§ TASK 1
List the nationalities of the merchant families that made up the 14 tribes, as given in the passage about Galway below.

— start PASSAGE TO READ —

Galway, located on the west coast of Ireland, is a charming and vibrant city with a unique blend of traditional Irish culture and modern vibes. Known for its beautiful landscapes, rich history, and friendly locals. The city is known for its vibrant culture, rich history, and beautiful scenery and should be on every traveller's itinerary. I've been charmed on three separate visits. Come and meander with me in Galway, Ireland.

The weather in Galway is typical for coastal Ireland, which is to say very changeable... on each of my visits I was treated to rain and brilliant sunshine with every conceivable weather pattern in between. Make sure you are prepared.

The city was founded in the 12th century by the King of Connacht, Tairrdelbach Ua Conchobair, and quickly became an important center of trade and commerce. As a major port, Galway was soon a hub of activity and a melting pot of different cultures.

During the medieval period, Galway was controlled by a number of powerful families, known as the "Tribes of Galway." These families, including the Lynch, Joyce, and Athy families, played a significant role in shaping the city's history and culture. They built many of the city's most iconic buildings, such as Lynch's Castle, and were known for their strong sense of community and civic pride. The flags displayed in Eyre Square represent each of the tribes.

The 14 tribes were made up of merchant families of different nationalities, including Irish, English, French, and Spanish that controlled Galway's trade and commerce during the medieval period. Each tribe had its own distinct characteristics and played a unique role in the city's economy. Some tribes were known for their trading skills, while others were known for their shipbuilding or fishing industries. They were known for their wealth and power, as well as their fierce rivalries with one another. Despite their rivalries, the tribes often worked together to protect their shared interests and to maintain the city's prosperity. Many of the city's landmarks, including the walls of Galway, were built by the tribes during the medieval period.


Things to see and do

First and foremost, Galway is a city of culture. The city's medieval streets are home to a diverse mix of traditional Irish pubs, artisan shops, and local markets. Take a stroll through the city's Latin Quarter and explore the charming streets and colourful buildings. Be sure to check out the famous Quay Street, which is lined with traditional Irish pubs and live music venues.

Galway Hookers

No, not that kind of hooker. Galway Hookers are traditional wooden sailing boats that have been used for fishing and transportation in the Galway Bay area of Ireland for centuries. These distinctive boats are recognized by their brightly coloured sails and unique design, which includes a rounded hull and high gunwales. The Galway Hookers are an important part of the region's cultural heritage, and are considered to be some of the finest examples of traditional wooden boat-building in Ireland.

I got to experience the beauty and tradition of these boats by taking a tour of the bay on a restored Galway Hooker on my first trip to Galway. The tour was a fabulous way to see the stunning coastline and rugged landscapes of the region, and to learn about the history and significance of the Galway Hookers -- It would be even better on a beautifully clear afternoon, like I enjoyed on my second visit. The tours are conducted by experienced sailors who have a deep knowledge of the boats and the area and I highly recommend stretching the budget to include a hooker tour during your visit.

For budget-conscious travellers, there are also opportunities to join a sail training program on a Galway Hooker, where you can learn to sail and crew on one of these historic boats. These programs are a great way to experience the thrill of sailing, and to learn about the tradition and heritage of the Galway Hookers. They are also a cost-effective way to see the region and enjoy the beautiful scenery, as the costs of the program include food, accommodation, and activities.

— end PASSAGE TO READ —

§ TASK 2
Retype everything in the records below, from the line containing "Can you tell me where the dark treeline" down to the end of the records. Leave the picture out.

— start INPUT RECORDS —

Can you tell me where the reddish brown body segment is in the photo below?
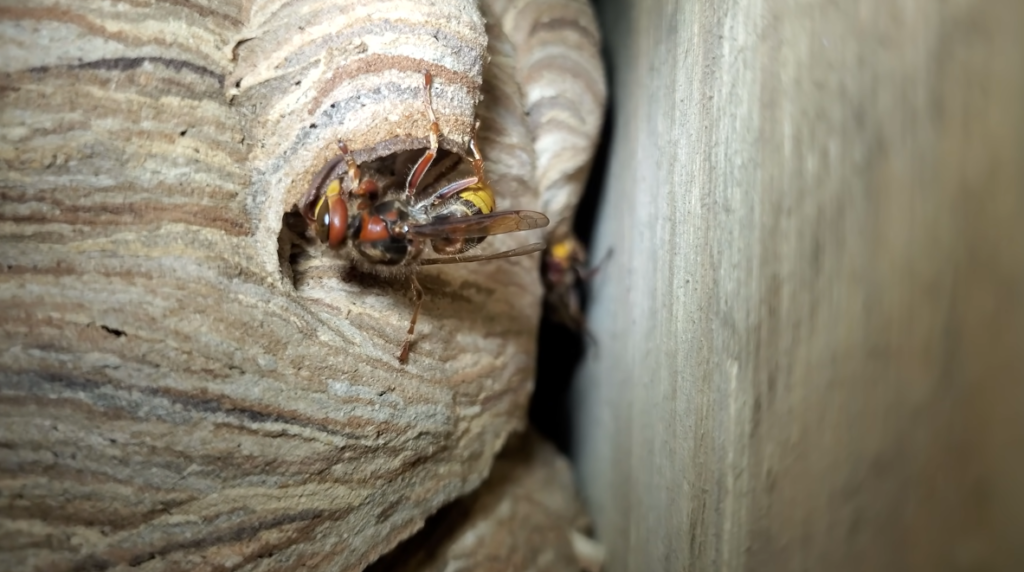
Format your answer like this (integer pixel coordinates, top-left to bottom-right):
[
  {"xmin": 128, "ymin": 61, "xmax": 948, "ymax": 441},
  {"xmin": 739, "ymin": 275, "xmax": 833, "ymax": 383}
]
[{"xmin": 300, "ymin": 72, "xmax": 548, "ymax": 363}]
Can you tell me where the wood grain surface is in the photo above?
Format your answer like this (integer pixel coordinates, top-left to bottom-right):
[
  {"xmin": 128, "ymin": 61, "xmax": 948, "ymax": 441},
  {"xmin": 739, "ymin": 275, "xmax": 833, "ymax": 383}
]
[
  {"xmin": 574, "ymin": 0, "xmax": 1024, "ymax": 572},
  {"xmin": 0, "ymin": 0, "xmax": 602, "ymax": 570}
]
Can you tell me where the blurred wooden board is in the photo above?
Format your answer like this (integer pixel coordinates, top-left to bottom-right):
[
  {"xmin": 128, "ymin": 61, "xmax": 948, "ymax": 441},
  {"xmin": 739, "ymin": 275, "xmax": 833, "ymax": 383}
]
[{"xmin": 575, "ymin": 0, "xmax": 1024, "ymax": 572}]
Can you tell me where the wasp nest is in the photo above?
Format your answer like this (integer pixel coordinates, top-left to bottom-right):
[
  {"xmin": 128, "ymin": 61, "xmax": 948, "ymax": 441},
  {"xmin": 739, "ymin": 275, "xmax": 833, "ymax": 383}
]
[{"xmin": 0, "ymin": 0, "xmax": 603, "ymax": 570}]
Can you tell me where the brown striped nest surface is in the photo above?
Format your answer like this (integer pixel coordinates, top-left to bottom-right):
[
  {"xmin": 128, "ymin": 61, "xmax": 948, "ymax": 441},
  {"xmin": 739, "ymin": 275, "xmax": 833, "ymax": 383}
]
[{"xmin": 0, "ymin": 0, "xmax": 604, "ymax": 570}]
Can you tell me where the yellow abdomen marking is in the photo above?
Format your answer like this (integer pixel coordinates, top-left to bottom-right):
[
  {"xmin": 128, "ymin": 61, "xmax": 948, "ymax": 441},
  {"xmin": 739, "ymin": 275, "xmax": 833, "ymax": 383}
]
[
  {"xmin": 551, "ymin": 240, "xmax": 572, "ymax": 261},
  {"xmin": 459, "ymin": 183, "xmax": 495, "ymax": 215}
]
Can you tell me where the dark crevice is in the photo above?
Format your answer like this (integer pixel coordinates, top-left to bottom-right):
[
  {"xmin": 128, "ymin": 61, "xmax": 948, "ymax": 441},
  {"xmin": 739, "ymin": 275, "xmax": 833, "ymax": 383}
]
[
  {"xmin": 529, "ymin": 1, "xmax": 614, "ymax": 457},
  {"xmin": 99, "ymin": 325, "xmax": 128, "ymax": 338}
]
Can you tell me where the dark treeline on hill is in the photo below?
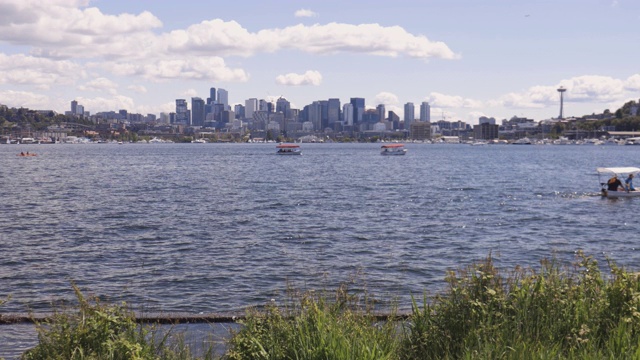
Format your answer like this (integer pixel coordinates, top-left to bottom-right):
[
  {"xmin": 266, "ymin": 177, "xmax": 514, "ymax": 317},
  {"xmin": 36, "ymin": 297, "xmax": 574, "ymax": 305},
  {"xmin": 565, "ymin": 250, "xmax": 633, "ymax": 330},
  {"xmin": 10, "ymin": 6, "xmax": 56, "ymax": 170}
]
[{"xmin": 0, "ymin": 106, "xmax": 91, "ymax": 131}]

— end INPUT RECORDS —

§ FULL SOLUTION 1
Irish, English, French, Spanish

§ FULL SOLUTION 2
Can you tell me where the dark treeline on hill is in the photo below?
Format your answer like this (integer pixel coordinates, top-left to bottom-right):
[
  {"xmin": 266, "ymin": 177, "xmax": 514, "ymax": 317},
  {"xmin": 36, "ymin": 297, "xmax": 574, "ymax": 305},
  {"xmin": 565, "ymin": 250, "xmax": 633, "ymax": 330},
  {"xmin": 10, "ymin": 6, "xmax": 56, "ymax": 170}
]
[{"xmin": 0, "ymin": 106, "xmax": 91, "ymax": 131}]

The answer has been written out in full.